◆ TASK STATEMENT ◆
Reproduce the listing below with each "indicate" changed to "mark" and everything else left untouched. Leave the pictures out of your output.

◆ DATA SECTION ◆

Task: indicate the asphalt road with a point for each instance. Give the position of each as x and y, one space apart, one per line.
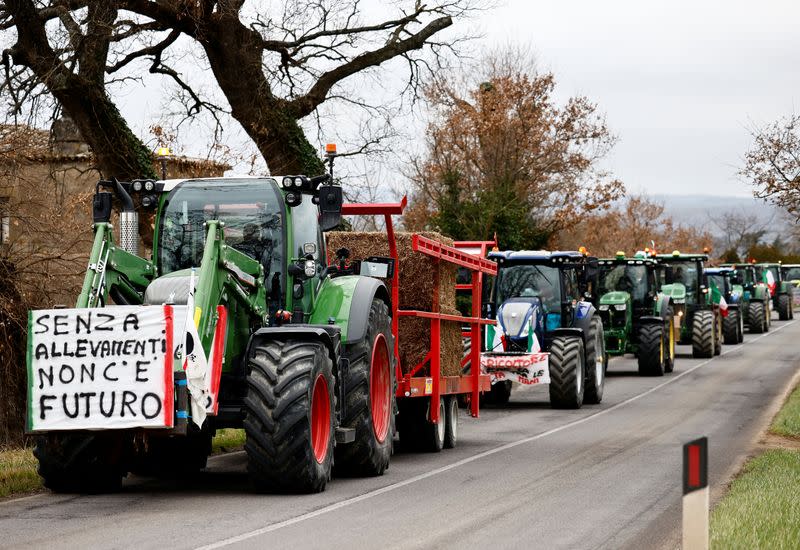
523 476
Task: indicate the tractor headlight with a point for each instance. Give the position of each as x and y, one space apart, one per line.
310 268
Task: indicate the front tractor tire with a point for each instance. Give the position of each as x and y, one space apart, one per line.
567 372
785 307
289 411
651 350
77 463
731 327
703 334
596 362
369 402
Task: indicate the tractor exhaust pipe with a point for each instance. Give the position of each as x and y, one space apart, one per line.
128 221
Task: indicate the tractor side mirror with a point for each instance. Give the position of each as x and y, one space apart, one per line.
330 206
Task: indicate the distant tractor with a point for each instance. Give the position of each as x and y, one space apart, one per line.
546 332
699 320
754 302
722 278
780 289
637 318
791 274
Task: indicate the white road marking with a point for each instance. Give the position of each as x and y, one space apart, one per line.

◆ ANSWER TO THE TASK ◆
Task: mark the asphalt road with a point for each instance. Give the position of each as x and y, one space apart, one per line.
523 476
Task: mark the tractor headlight with a point for each instance. Give the position of each as x and y, one space apart, one per line.
310 268
Task: mark the front tractor tire with a point for each instance. Give the position of each as x and y, one space apart, one per line.
567 372
785 307
289 411
651 350
77 463
731 327
703 334
596 362
369 402
Task: mark the tractor exhaust pipe with a point for each instance. Give the position of each as x and y, one space apart, one per line.
128 221
Task: mark the tractor side mirror with a point for each instance. Give the position of each as x and y, one space apart, one per line.
330 206
Task: mark the distant tractor with a point for each instance. Give the position of each as x and y, one space apart, one per line.
546 332
699 320
754 302
722 278
780 289
637 318
791 274
Task: mark the white road marking with a point for each instance. Give the position of each as x and y, one space apart, one per line.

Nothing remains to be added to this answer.